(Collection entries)
Begin

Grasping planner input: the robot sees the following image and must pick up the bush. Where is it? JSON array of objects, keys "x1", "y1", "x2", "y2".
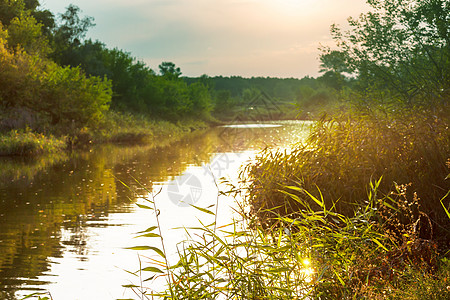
[{"x1": 247, "y1": 106, "x2": 450, "y2": 245}]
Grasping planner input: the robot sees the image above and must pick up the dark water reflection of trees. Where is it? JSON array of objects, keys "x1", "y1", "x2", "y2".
[{"x1": 0, "y1": 121, "x2": 312, "y2": 299}]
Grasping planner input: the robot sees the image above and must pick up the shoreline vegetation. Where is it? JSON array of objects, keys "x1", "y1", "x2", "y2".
[{"x1": 0, "y1": 0, "x2": 450, "y2": 299}]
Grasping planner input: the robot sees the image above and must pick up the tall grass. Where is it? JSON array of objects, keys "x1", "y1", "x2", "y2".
[
  {"x1": 0, "y1": 130, "x2": 66, "y2": 156},
  {"x1": 244, "y1": 109, "x2": 450, "y2": 244},
  {"x1": 122, "y1": 176, "x2": 450, "y2": 299}
]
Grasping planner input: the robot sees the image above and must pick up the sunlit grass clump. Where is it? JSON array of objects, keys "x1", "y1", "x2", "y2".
[
  {"x1": 245, "y1": 107, "x2": 450, "y2": 244},
  {"x1": 0, "y1": 130, "x2": 66, "y2": 156},
  {"x1": 126, "y1": 180, "x2": 450, "y2": 299}
]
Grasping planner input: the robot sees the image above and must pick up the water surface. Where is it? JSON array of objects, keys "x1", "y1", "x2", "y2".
[{"x1": 0, "y1": 121, "x2": 310, "y2": 300}]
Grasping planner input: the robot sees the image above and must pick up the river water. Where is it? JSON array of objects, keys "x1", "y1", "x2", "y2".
[{"x1": 0, "y1": 121, "x2": 311, "y2": 300}]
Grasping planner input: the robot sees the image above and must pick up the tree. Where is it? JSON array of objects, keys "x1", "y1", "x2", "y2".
[
  {"x1": 8, "y1": 13, "x2": 51, "y2": 56},
  {"x1": 158, "y1": 62, "x2": 182, "y2": 80},
  {"x1": 321, "y1": 0, "x2": 450, "y2": 105},
  {"x1": 53, "y1": 4, "x2": 95, "y2": 66}
]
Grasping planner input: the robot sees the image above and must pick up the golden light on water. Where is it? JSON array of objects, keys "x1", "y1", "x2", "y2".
[
  {"x1": 301, "y1": 258, "x2": 314, "y2": 282},
  {"x1": 303, "y1": 258, "x2": 311, "y2": 267}
]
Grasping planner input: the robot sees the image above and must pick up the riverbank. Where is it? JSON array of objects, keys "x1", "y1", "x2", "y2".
[
  {"x1": 0, "y1": 112, "x2": 210, "y2": 156},
  {"x1": 131, "y1": 104, "x2": 450, "y2": 299}
]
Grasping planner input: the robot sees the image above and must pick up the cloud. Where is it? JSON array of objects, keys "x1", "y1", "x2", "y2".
[{"x1": 42, "y1": 0, "x2": 365, "y2": 77}]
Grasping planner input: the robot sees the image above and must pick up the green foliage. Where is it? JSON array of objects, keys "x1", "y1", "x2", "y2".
[
  {"x1": 0, "y1": 130, "x2": 66, "y2": 156},
  {"x1": 0, "y1": 27, "x2": 111, "y2": 129},
  {"x1": 124, "y1": 179, "x2": 450, "y2": 299},
  {"x1": 158, "y1": 62, "x2": 182, "y2": 80},
  {"x1": 321, "y1": 0, "x2": 450, "y2": 106},
  {"x1": 8, "y1": 14, "x2": 50, "y2": 56},
  {"x1": 248, "y1": 108, "x2": 450, "y2": 244},
  {"x1": 52, "y1": 4, "x2": 95, "y2": 63}
]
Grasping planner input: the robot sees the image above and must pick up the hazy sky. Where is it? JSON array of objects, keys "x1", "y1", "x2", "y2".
[{"x1": 41, "y1": 0, "x2": 367, "y2": 78}]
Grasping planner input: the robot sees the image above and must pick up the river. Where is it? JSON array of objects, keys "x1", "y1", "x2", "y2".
[{"x1": 0, "y1": 121, "x2": 311, "y2": 300}]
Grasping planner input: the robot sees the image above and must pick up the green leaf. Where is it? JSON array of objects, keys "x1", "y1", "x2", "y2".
[
  {"x1": 141, "y1": 267, "x2": 164, "y2": 273},
  {"x1": 136, "y1": 203, "x2": 153, "y2": 210},
  {"x1": 138, "y1": 226, "x2": 158, "y2": 233},
  {"x1": 137, "y1": 232, "x2": 161, "y2": 237},
  {"x1": 191, "y1": 204, "x2": 214, "y2": 215},
  {"x1": 372, "y1": 238, "x2": 388, "y2": 251}
]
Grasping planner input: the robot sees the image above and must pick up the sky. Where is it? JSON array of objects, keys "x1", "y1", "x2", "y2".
[{"x1": 40, "y1": 0, "x2": 367, "y2": 78}]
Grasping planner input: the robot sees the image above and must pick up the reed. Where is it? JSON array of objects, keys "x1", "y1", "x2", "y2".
[
  {"x1": 241, "y1": 109, "x2": 450, "y2": 245},
  {"x1": 122, "y1": 179, "x2": 450, "y2": 299}
]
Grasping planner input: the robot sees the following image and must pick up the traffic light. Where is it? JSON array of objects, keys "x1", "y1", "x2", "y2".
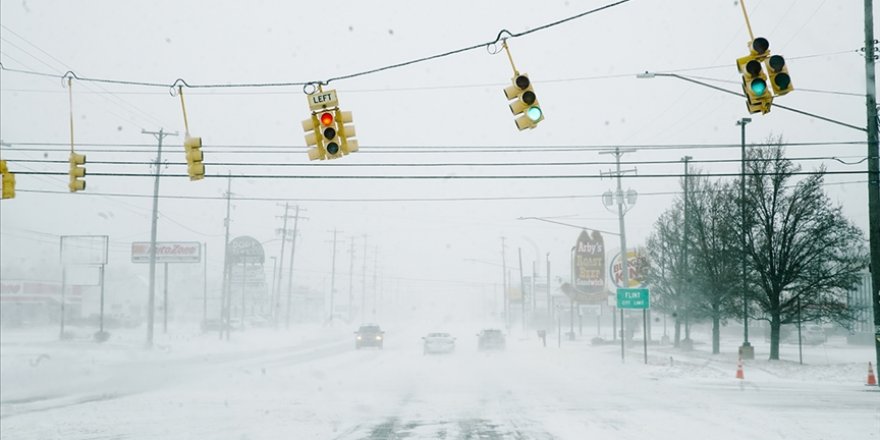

End

▶ _GIVEN INSTRUCTION_: Count the lines in the listing above that contain the word "green". Give only the number.

▶ _CORRECT OUTPUT_: 2